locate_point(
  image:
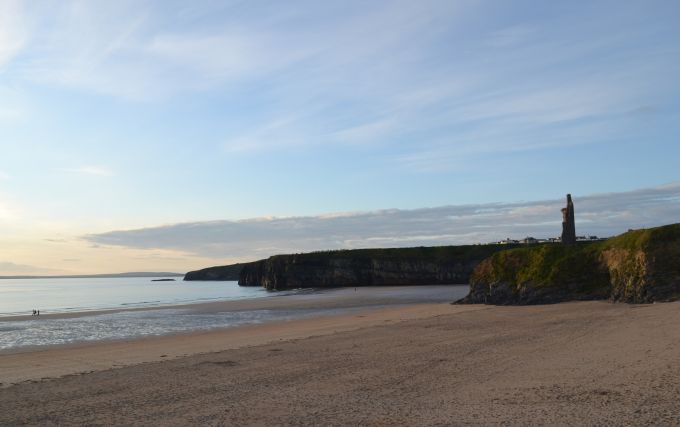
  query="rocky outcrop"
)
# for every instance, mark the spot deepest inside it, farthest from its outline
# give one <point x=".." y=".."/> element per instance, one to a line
<point x="640" y="266"/>
<point x="224" y="272"/>
<point x="367" y="267"/>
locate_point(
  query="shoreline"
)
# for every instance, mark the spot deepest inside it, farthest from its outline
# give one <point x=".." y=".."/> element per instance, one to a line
<point x="575" y="363"/>
<point x="48" y="362"/>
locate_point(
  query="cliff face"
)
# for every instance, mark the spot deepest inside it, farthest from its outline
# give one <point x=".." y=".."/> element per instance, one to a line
<point x="637" y="267"/>
<point x="368" y="267"/>
<point x="225" y="272"/>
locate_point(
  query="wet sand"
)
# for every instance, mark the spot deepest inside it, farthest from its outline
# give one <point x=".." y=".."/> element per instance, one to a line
<point x="587" y="363"/>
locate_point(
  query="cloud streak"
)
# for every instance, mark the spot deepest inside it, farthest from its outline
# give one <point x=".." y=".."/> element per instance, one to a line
<point x="601" y="214"/>
<point x="89" y="170"/>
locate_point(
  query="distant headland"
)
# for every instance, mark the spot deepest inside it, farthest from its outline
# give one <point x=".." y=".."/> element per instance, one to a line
<point x="638" y="266"/>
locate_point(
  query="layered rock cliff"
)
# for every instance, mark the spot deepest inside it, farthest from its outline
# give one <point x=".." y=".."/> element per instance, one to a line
<point x="367" y="267"/>
<point x="224" y="272"/>
<point x="640" y="266"/>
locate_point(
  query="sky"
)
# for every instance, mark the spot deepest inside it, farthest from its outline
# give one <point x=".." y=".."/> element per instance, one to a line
<point x="173" y="135"/>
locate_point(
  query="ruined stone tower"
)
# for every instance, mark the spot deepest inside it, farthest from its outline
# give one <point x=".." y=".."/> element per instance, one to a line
<point x="568" y="226"/>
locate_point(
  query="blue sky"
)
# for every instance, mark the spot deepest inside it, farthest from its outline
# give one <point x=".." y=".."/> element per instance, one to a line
<point x="122" y="115"/>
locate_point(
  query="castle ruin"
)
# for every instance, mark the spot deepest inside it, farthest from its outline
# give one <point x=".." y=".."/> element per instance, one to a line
<point x="568" y="226"/>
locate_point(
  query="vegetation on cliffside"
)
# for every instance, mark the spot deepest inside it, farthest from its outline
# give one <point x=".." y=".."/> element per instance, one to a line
<point x="638" y="266"/>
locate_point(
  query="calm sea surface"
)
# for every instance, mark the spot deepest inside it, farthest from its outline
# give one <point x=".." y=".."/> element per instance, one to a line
<point x="20" y="297"/>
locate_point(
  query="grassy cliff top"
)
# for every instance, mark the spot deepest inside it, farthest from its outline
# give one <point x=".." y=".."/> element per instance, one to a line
<point x="637" y="266"/>
<point x="431" y="253"/>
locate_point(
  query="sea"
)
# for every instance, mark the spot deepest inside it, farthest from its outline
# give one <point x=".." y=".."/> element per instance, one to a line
<point x="100" y="309"/>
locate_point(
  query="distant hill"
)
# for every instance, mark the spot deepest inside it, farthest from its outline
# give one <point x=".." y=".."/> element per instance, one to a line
<point x="100" y="276"/>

════════════════

AIM
Return every line in the rows above that contains the word "distant".

RESPONSE TO THIS TASK
  query="distant headland"
  query="distant hill"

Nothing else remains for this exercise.